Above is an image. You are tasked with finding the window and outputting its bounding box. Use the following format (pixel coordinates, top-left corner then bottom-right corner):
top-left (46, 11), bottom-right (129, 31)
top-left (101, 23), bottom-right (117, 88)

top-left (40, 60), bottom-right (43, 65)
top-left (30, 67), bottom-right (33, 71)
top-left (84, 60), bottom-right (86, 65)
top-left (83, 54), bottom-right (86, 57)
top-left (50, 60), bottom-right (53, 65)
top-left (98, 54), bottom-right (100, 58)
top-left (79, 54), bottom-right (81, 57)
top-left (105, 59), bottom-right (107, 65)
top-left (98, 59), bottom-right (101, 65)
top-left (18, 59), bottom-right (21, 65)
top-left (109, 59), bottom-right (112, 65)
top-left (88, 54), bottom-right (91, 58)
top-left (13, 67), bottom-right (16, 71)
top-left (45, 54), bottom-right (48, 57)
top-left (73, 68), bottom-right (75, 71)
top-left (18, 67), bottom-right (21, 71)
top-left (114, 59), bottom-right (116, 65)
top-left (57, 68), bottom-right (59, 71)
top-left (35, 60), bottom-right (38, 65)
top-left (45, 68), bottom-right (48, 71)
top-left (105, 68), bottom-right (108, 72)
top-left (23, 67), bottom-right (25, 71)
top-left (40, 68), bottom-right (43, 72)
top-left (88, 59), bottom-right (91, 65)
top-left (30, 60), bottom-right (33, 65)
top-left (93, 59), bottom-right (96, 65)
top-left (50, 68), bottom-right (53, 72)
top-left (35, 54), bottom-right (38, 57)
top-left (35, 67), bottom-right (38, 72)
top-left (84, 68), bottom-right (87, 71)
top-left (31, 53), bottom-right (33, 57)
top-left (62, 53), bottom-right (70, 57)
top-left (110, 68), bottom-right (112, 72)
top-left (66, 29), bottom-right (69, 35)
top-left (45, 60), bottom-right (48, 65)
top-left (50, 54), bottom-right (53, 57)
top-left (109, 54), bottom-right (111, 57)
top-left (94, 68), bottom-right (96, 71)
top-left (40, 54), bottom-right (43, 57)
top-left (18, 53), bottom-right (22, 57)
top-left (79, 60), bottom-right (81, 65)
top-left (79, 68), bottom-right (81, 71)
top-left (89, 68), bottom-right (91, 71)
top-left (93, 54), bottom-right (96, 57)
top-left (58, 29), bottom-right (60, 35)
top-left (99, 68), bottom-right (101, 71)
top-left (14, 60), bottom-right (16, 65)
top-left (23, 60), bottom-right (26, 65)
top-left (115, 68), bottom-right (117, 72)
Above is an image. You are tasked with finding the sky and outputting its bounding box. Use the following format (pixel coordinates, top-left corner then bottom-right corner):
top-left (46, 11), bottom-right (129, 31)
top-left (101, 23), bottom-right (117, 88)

================

Stated problem →
Copy every one of the lines above word for word, with nothing changed or left out.

Answer to the problem →
Above is an image. You are tasked with finding the window and outputting its bounding box. Use the following format (pixel coordinates, top-left corner then bottom-right corner):
top-left (46, 11), bottom-right (129, 31)
top-left (101, 23), bottom-right (117, 88)

top-left (40, 60), bottom-right (43, 65)
top-left (30, 67), bottom-right (33, 71)
top-left (84, 60), bottom-right (86, 65)
top-left (83, 54), bottom-right (86, 57)
top-left (50, 60), bottom-right (53, 65)
top-left (98, 54), bottom-right (100, 58)
top-left (79, 54), bottom-right (81, 57)
top-left (105, 59), bottom-right (107, 65)
top-left (98, 59), bottom-right (101, 65)
top-left (18, 59), bottom-right (21, 65)
top-left (109, 59), bottom-right (112, 65)
top-left (88, 54), bottom-right (91, 58)
top-left (13, 67), bottom-right (16, 71)
top-left (45, 54), bottom-right (48, 57)
top-left (73, 68), bottom-right (75, 71)
top-left (18, 67), bottom-right (21, 71)
top-left (114, 59), bottom-right (116, 65)
top-left (57, 68), bottom-right (59, 71)
top-left (35, 60), bottom-right (38, 65)
top-left (45, 68), bottom-right (48, 71)
top-left (105, 68), bottom-right (108, 72)
top-left (23, 67), bottom-right (25, 71)
top-left (40, 68), bottom-right (43, 72)
top-left (88, 59), bottom-right (91, 65)
top-left (30, 60), bottom-right (33, 65)
top-left (93, 59), bottom-right (96, 65)
top-left (50, 68), bottom-right (53, 72)
top-left (35, 54), bottom-right (38, 57)
top-left (35, 67), bottom-right (38, 72)
top-left (84, 68), bottom-right (87, 71)
top-left (31, 53), bottom-right (33, 57)
top-left (62, 53), bottom-right (70, 57)
top-left (110, 68), bottom-right (112, 72)
top-left (66, 29), bottom-right (69, 35)
top-left (45, 60), bottom-right (48, 65)
top-left (50, 54), bottom-right (53, 57)
top-left (109, 54), bottom-right (111, 57)
top-left (94, 68), bottom-right (96, 71)
top-left (40, 54), bottom-right (43, 57)
top-left (18, 53), bottom-right (22, 57)
top-left (79, 60), bottom-right (81, 65)
top-left (79, 68), bottom-right (81, 71)
top-left (89, 68), bottom-right (91, 71)
top-left (93, 54), bottom-right (96, 57)
top-left (58, 29), bottom-right (60, 35)
top-left (99, 68), bottom-right (101, 71)
top-left (14, 60), bottom-right (16, 65)
top-left (23, 60), bottom-right (26, 65)
top-left (115, 68), bottom-right (117, 72)
Above is an image. You are tasked with finding the sky and outputting its bounding box. Use the following format (pixel coordinates, top-left corner then bottom-right corner):
top-left (46, 11), bottom-right (129, 31)
top-left (101, 23), bottom-right (117, 88)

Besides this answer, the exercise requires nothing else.